:: EXERCISE TASKS ::
(a) In the column about car review videos, how long had Laura Goellner owned her Nissan Leaf when she made her video?
(b) Continue the column about car review videos from its last sentence.

• Confessions of a Community College Dean

    In which a veteran of cultural studies seminars in the 1990s moves into academic administration and finds himself a married suburban father of two. Foucault, plus lawn care.

Title

Lessons From a YouTube Rat Hole

It's all about context.

October 26, 2020
 
 

In March, before we realized just what we were up against, we assumed that when The Boy came home for the summer, we’d need a third car. I commute with my car and TW commutes with hers, so for him to have a job, he’d need a car, too. (Public transportation wasn’t really an option here even before the pandemic.) As a good academic, of course, I had to do my due diligence, which involved starting with Consumer Reports and eventually discovering a world of car review videos on YouTube. We wound up neither needing nor buying a third car -- when I worked from home and he needed to get somewhere, he drove mine -- but I fell into a rat hole of the world of car review videos. And in doing that, I found something potentially useful.

As a genre, car review videos have the same conventions and star system as any genre. Scotty Kilmer is probably the most well-known; he’s an opinionated mechanic who tries to guide his viewers away from what he calls “endless money pits.” Regular Car Reviews offer the rhapsodic musings of a former English teacher. John Cadogan plays up the “angry Aussie” role. Many of the videos are British, which I notice when they get in the car and the steering wheel is on the wrong side. I’ve also discovered that I’m better at spotting Canadian accents than I had suspected, which is probably a side effect of growing up near Rochester.

But there are consistent patterns. The overwhelming majority of review videos are made by white men, usually alone. They study the car as an isolated object, then compare it to what they consider similar cars. There’s usually mention of the number of pound-feet of torque, cubic inches of cargo space and the like. (As a tallish person, and the father of a very tall person, I have to register a complaint that they rarely discuss headroom. If the roof is too short, I don’t care about the engine. Mazda, I’m looking at youuu…) Frequently there’s an element of trash talking, aimed either at specific companies or at other reviewers. Anyone familiar with sports talk radio, or contemporary politics, will recognize the style immediately.

This weekend, though, I saw one by Laura Goellner about her Nissan Leaf. The Leaf is an electric hatchback, and at the time she made the video, she had owned hers for two years.

It was unusual in several ways. First, it was done by a woman. Second, she actually owned the car she was reviewing and had owned it and driven it for years. Third, she discussed the actual use of the car in real-world conditions.

:: RECORDED INFORMATION ::
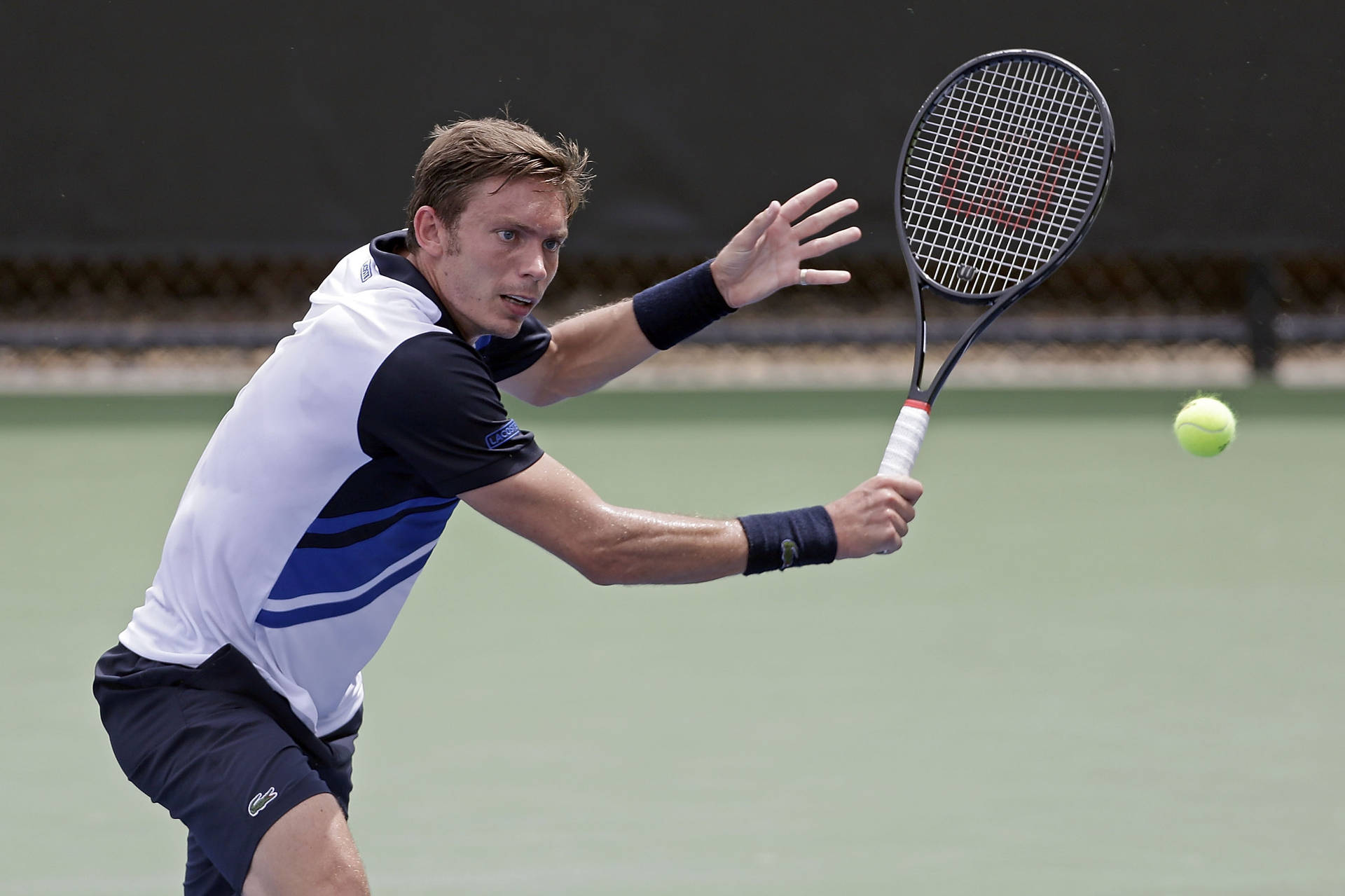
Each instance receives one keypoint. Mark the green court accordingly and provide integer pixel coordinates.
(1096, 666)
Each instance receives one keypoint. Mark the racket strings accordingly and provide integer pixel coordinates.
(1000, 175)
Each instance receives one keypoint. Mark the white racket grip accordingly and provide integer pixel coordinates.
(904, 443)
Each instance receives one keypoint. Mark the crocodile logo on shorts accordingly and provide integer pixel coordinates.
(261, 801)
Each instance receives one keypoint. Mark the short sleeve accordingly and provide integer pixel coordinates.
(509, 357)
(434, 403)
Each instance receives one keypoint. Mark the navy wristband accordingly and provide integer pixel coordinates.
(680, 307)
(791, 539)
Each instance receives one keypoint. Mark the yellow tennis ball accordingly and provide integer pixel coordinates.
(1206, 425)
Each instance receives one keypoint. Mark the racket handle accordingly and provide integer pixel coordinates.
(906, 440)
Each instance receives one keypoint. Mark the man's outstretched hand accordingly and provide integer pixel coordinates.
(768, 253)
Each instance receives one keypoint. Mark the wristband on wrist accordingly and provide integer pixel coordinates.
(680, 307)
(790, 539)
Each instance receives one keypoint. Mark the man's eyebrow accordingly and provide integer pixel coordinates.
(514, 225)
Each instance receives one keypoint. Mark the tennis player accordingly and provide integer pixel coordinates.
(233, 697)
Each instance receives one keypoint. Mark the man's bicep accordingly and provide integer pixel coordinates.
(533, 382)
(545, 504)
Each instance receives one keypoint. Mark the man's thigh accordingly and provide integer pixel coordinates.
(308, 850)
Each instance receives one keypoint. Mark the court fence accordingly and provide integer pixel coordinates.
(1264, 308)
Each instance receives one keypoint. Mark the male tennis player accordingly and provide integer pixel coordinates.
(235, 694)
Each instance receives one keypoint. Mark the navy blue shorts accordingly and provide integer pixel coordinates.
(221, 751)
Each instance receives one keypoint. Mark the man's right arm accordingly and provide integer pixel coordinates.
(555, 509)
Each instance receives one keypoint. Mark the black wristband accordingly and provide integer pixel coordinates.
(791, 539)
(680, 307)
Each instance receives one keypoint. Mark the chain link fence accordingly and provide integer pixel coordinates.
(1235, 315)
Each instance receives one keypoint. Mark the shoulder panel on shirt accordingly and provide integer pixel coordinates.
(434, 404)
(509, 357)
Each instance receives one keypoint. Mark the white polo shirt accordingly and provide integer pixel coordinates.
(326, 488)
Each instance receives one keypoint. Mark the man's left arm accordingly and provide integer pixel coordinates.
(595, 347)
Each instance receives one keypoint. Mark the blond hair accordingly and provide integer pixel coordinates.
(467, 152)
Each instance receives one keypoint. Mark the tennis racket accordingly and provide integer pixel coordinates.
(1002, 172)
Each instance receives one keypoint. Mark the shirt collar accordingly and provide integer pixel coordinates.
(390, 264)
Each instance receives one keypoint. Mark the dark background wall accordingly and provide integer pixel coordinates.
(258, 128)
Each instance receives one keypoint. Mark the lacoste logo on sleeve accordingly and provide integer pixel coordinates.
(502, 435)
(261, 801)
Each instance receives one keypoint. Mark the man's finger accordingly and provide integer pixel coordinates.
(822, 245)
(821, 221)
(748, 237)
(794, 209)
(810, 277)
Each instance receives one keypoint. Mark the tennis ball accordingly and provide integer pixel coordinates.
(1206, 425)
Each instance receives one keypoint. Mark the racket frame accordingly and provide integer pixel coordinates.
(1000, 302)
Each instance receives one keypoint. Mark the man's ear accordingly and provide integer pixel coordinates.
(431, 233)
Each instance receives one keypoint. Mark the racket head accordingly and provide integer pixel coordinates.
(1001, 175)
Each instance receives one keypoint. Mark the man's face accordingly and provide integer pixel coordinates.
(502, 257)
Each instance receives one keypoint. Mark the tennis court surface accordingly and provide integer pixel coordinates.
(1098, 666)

:: WRITTEN RESPONSES ::
(a) Two years.

(b)
But the real breakthrough was that she positioned the car within the ecosystem of a household. She noted that the Leaf has about a 100-mile range on a charge. As she put it, one electric car can make sense in a two-car family because you still have the other car for long trips. So she commutes with her Leaf, but when she needs to go some serious distance, she switches cars with her husband for the day and drives his gasoline-powered car. That way she can fill up when she needs to and not be trapped by the Leaf’s range. Given how long it takes to recharge an electric car, and the paucity of rapid charging stations, that’s a real issue.

The guys rarely make points like that. But points like that matter. They’re about the car, but they’re also about the context in which the car gets used. How does it fit the context? A car that might make perfect sense in a two-car household might not make sense in a one-car household. (Or, cars that make sense if you have access to electric outlets might not make sense if you park outside in a parking lot or on the street.) Lists of “10 best cars” can’t capture that, because they’re abstracted from the different contexts in which cars are used.

Obviously, Goellner’s point isn’t unique to cars. This is where discussions of colleges often fall flat. We love to rank colleges and to use the same data across the board to compare them. And some of that data have value. But in public discussion, we don’t look closely enough at where college fits into people’s lives. We tend to assume “the college experience” for upper-middle-class 18-year-olds, and job training for everyone else. Those both exist, but they’re far from the entire picture. College can be an escape from a difficult home, or even from homelessness. It can be episodic, rather than continuous. (When you understand that, you start to look at “attrition” rates more skeptically.) It can be a chance to surround yourself with a different culture than where you grew up, or to escape a culture in which you grew up. It can be where you become what you want to be when you grow up, or where you try to discover what you want to be when you grow up. It can be a place for grown-ups to hit the reset button on careers and even personal lives. In other words, it’s about people’s lives.

That’s why the #RealCollege movement is so crucial, and why we, as educators, need to push back on narratives that reduce college to any one thing.

Not every driver has the same needs. Neither does every student. It’s a point so obvious that we often forget to make it. We shouldn’t.